Selection:

— Begin —

We have both original and unparsed files on hand to use as reference materials. The date I'm expecting to get back is something along the lines of 06152008 (that's off the top of my head, but you get the gist). The value I'm computing is nothing like that.

Per request, the individual nibbles:

0 1 0 0 1 2 0 0 0 2

And for those who are interested in how I'm doing it, the class that's unpacking:

using System.Collections.Generic;
using System.Linq;
using System.Text;

internal class PackedDecimal
{
    #region Fields
    private bool _isPositive;
    private bool _isNegative;
    private bool _isUnsigned = true;

    #endregion

    #region Constructor
    /// <summary>
    /// Initializes a new instance of the <see cref="PackedDecimal"/> class.
    /// </summary>
    public PackedDecimal()
    {
    }

    /// <summary>
    /// Initializes a new instance of the <see cref="PackedDecimal"/> class.
    /// </summary>
    /// <param name="compressedDecimal">The compressed decimal.</param>
    public PackedDecimal(string compressedDecimal)
    {
        this.ParsedValue = this.Parse(compressedDecimal);
    }
    #endregion

    #region Properties
    /// <summary>
    /// Gets the bytes.
    /// </summary>
    public IEnumerable<byte> Bytes { get; private set; } 

    /// <summary>
    /// Gets the hexadecimal values.
    /// </summary>
    public IEnumerable<string> HexValues { get; private set; }

    /// <summary>
    /// Gets or sets a value indicating whether this instance is positive.
    /// </summary>
    /// <value>
    /// <c>true</c> if this instance is positive; otherwise, <c>false</c>.
    /// </value>
    public bool IsPositive
    {
        get { return this._isPositive; }
        set
        {
            this._isNegative = !this.IsPositive;
            this._isUnsigned = false;
        }
    }

    /// <summary>
    /// Gets or sets a value indicating whether this instance is negative.
    /// </summary>
    /// <value>
    /// <c>true</c> if this instance is negative; otherwise, <c>false</c>.
    /// </value>
    public bool IsNegative
    {
        get { return this._isNegative; }
        set
        {
            this._isNegative = value;
            this._isPositive = !value;
            this._isUnsigned = false;
        }
    }

    /// <summary>
    /// Gets a value indicating whether this instance is unsigned.
    /// </summary>
    /// <value>
    /// <c>true</c> if this instance is unsigned; otherwise, <c>false</c>.
    /// </value>
    public bool IsUnsigned { get { return this._isUnsigned; } }

    /// <summary>
    /// Gets the nibbles.
    /// </summary>
    public IEnumerable<int> Nibbles { get; private set; }

    /// <summary>
    /// Gets the parsed value.

— End —

Records:
— Begin —

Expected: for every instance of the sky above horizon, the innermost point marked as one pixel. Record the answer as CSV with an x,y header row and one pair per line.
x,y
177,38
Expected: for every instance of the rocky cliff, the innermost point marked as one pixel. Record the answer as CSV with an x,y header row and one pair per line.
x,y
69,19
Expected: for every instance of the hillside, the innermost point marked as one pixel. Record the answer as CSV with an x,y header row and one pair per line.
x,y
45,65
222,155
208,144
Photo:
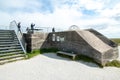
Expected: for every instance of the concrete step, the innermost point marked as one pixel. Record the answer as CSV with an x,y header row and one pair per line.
x,y
11,60
12,56
11,50
13,53
12,47
9,45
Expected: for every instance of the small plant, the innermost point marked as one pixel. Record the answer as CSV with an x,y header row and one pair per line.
x,y
114,63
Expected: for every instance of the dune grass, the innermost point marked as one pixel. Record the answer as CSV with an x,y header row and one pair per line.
x,y
116,40
114,63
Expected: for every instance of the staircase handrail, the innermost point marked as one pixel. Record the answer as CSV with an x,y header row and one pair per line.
x,y
19,35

— End —

Carry on the packed decimal class from where the text stops. The entries are not used in this exercise.

In response:
    /// </summary>
    public string ParsedValue { get; private set; }
    #endregion

    /// <summary>
    /// Parses the specified value.
    /// </summary>
    /// <param name="value">The value.</param>
    /// <returns></returns>
    public string Parse(string value, SourceEncoding sourceEncoding = SourceEncoding.Ascii, int decimalPlaces = 0)
    {
        var localValue = value; // Encoding.Convert(Encoding.ASCII, Encoding.GetEncoding("IBM037"), value.ToByteArray()).FromByteArray();
        var sign = this.GetSign(localValue, out localValue);
        var bytes = localValue.ToByteArray();
        var nibbles = new List<int>();

        var buffer = new StringBuilder();

        foreach (var b in bytes)
        {
            var hi = (int)b.HiNibble();
            var lo = (int)b.LoNibble();
            nibbles.Add(hi);
            nibbles.Add(lo);

            buffer.AppendFormat("{0}{1}", hi, lo);
        }

        this.Bytes = bytes;
        this.Nibbles = nibbles;
        this.HexValues = nibbles.Select(v => v.ToString("X"));

        switch (sign)
        {
            case Sign.Unsigned:
                this.ParsedValue = buffer.ToString();
                break;

            case Sign.Positive:
                this.ParsedValue = "+" + buffer;
                break;

            case Sign.Negative:
                this.ParsedValue = "-" + buffer;
                break;
        }

        this.IsPositive = sign == Sign.Positive;
        this.IsNegative = sign == Sign.Negative;

        return this.ParsedValue;
    }

    #region GetSign Method
    /// <summary>
    /// Gets the sign for the packed decimal represented by this instance.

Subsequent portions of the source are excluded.